Task prompt> In the records below, reproduce word for word everything from the line containing "the sea foam?" down to the line containing "0,201 -> 600,338", including both of those lines.

Records for this task>
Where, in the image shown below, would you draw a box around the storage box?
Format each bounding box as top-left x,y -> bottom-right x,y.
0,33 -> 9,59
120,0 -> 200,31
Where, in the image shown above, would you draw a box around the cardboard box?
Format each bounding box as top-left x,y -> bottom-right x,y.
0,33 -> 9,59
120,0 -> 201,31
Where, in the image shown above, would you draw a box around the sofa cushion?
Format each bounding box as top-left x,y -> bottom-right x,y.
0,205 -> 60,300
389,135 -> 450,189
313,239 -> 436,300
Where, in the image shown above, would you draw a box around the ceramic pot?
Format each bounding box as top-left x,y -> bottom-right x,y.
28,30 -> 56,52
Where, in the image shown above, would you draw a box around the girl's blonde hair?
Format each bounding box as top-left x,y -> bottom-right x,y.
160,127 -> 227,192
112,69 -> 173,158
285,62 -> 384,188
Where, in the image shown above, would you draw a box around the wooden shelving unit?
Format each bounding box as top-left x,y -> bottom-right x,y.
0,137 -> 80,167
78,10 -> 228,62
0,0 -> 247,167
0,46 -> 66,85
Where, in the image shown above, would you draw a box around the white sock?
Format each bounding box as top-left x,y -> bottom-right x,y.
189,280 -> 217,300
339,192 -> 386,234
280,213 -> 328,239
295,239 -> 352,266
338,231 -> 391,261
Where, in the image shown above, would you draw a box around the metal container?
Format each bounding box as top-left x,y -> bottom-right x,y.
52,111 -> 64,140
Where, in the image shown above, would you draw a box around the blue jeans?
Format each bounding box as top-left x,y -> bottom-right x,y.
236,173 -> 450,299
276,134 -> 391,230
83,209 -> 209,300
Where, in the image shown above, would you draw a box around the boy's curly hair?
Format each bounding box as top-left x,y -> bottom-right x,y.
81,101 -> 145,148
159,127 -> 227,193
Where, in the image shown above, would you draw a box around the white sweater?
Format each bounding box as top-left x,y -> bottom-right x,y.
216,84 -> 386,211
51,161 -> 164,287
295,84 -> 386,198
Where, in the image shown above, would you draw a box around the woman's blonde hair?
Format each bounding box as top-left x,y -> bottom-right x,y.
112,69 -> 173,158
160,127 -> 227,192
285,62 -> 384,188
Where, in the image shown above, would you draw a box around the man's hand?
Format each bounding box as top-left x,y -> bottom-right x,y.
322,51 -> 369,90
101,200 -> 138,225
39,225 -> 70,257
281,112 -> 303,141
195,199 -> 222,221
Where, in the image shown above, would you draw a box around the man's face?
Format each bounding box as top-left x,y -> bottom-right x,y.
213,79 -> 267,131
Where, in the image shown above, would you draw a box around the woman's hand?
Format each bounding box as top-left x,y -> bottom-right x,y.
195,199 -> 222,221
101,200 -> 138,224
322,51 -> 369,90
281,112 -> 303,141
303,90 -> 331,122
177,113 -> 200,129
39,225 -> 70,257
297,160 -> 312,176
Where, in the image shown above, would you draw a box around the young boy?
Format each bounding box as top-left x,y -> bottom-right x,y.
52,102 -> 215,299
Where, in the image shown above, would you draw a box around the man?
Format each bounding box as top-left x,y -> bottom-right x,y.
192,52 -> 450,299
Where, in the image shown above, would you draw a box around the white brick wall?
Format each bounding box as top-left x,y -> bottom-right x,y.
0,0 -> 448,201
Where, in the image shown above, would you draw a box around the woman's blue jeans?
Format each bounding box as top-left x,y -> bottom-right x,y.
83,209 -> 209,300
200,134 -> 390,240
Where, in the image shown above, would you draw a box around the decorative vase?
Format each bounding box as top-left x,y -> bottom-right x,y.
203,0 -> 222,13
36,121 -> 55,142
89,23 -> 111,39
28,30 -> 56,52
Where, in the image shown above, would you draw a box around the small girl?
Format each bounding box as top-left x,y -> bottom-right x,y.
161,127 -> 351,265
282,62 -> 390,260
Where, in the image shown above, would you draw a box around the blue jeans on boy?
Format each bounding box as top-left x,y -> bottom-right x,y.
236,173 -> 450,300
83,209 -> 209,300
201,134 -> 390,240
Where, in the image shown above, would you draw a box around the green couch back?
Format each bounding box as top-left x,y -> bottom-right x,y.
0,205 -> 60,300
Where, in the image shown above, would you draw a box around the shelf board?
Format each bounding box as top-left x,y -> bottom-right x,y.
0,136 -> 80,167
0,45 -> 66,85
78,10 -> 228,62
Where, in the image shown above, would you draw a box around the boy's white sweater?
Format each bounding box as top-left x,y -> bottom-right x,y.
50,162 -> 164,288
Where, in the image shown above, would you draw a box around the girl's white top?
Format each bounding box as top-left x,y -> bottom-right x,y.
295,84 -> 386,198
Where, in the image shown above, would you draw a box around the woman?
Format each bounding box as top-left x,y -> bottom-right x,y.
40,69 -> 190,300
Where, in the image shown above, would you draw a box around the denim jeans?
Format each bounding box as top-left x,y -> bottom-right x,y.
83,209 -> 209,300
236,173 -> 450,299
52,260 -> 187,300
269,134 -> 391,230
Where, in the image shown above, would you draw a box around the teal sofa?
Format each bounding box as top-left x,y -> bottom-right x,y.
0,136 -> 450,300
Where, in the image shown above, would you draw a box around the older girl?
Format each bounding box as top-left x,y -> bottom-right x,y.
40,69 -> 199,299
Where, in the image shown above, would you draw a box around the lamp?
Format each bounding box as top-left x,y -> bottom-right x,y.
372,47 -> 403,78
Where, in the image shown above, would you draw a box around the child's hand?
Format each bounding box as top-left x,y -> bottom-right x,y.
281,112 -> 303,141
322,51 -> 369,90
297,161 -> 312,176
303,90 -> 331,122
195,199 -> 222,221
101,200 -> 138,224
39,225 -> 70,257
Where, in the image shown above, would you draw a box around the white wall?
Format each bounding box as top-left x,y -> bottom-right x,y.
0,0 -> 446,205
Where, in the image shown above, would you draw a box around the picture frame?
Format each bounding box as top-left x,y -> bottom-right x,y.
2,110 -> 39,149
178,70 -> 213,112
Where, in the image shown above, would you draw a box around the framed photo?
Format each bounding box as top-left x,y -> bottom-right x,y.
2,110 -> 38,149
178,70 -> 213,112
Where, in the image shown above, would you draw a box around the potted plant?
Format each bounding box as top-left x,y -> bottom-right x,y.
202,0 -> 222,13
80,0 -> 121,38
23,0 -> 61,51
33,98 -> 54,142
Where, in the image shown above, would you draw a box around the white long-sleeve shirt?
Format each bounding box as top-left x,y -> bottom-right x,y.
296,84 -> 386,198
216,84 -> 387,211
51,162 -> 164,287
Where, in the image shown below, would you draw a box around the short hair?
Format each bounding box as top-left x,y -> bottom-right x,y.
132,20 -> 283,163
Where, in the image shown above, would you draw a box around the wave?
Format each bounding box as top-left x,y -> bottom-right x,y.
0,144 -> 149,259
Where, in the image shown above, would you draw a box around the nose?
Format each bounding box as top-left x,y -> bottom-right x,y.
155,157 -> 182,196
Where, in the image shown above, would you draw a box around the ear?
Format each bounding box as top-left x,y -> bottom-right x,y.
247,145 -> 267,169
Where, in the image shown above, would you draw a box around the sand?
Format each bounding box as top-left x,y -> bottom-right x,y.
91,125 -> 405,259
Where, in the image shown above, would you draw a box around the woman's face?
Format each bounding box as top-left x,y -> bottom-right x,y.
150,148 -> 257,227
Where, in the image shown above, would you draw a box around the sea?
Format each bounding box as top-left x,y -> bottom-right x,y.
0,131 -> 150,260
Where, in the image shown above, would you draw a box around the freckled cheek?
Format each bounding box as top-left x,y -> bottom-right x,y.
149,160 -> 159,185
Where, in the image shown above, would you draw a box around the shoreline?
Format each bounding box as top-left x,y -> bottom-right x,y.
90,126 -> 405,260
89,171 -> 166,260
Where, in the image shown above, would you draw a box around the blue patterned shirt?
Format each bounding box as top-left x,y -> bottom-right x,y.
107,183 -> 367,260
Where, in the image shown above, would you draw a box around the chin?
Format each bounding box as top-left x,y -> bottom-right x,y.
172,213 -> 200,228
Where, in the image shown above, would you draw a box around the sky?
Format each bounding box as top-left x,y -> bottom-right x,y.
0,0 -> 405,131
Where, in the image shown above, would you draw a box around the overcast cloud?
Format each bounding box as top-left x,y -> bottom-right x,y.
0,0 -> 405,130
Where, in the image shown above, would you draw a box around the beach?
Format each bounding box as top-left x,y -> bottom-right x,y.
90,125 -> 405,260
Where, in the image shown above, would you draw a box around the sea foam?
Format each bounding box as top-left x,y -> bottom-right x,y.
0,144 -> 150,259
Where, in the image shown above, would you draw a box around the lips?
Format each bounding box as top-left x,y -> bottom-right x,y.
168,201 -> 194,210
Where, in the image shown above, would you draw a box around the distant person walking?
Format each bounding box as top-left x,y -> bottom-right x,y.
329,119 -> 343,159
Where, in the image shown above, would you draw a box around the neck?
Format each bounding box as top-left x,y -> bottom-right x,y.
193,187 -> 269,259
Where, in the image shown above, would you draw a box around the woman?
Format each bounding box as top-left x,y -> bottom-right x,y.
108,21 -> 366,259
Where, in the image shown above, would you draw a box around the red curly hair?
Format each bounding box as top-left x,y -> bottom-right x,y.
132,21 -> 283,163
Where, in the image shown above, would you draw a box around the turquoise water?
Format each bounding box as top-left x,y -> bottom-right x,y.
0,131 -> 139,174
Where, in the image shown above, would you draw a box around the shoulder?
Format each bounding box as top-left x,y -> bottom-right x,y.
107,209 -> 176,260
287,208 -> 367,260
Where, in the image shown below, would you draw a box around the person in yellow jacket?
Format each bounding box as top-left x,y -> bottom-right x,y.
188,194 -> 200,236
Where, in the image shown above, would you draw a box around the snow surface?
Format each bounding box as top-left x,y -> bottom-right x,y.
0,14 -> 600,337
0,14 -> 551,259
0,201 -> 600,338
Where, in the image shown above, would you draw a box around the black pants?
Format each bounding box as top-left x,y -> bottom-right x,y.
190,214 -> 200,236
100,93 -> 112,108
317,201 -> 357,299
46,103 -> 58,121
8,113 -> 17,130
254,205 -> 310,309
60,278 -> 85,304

Completed exercise>
Where, in the image shown above, would you draw a box around the sea foam?
Format each bounding box as top-left x,y -> bottom-right x,y.
0,144 -> 150,259
Where, in the image shown above, would you draw a box around the lips?
Format each bounding box as top-left x,y -> bottom-right x,y.
168,201 -> 194,210
Where, in the image shown above, would you draw a box around the distant person walking?
Format each bounding box as top-left x,y -> bottom-right x,y.
329,119 -> 343,159
Where, in the image shown above, would you draw a box around the neck?
Format each bounding box as top-left x,y -> bottom-right x,y.
193,187 -> 269,259
Where, in the image shown above, would you draw a box around the woman?
Format each bounding box as top-left x,y -> bottom-right x,y.
108,21 -> 366,259
Where, in the image shown above, would you draw a box around the red curly hair?
Format each bounding box as top-left x,y -> bottom-right x,y.
132,21 -> 283,163
Where, in the image shown above, would you draw a box around the turquoise water?
Format each bounding box as top-left x,y -> bottom-right x,y.
0,131 -> 139,174
Where, in the image shown above, would you draw a box around the shoulder?
Format each bounding box as top-left x,y -> bottom-right x,y.
107,209 -> 176,260
287,208 -> 367,260
Where, in the image shown below, would you draw a box around the person in yellow jacket?
Format each bounding box as top-left x,y -> bottom-right x,y.
188,194 -> 200,236
Where, in the image shown above, would you draw a box around the snow surface?
Format each bounding box as top-left x,y -> bottom-right x,y.
0,14 -> 600,337
0,14 -> 551,259
0,201 -> 600,338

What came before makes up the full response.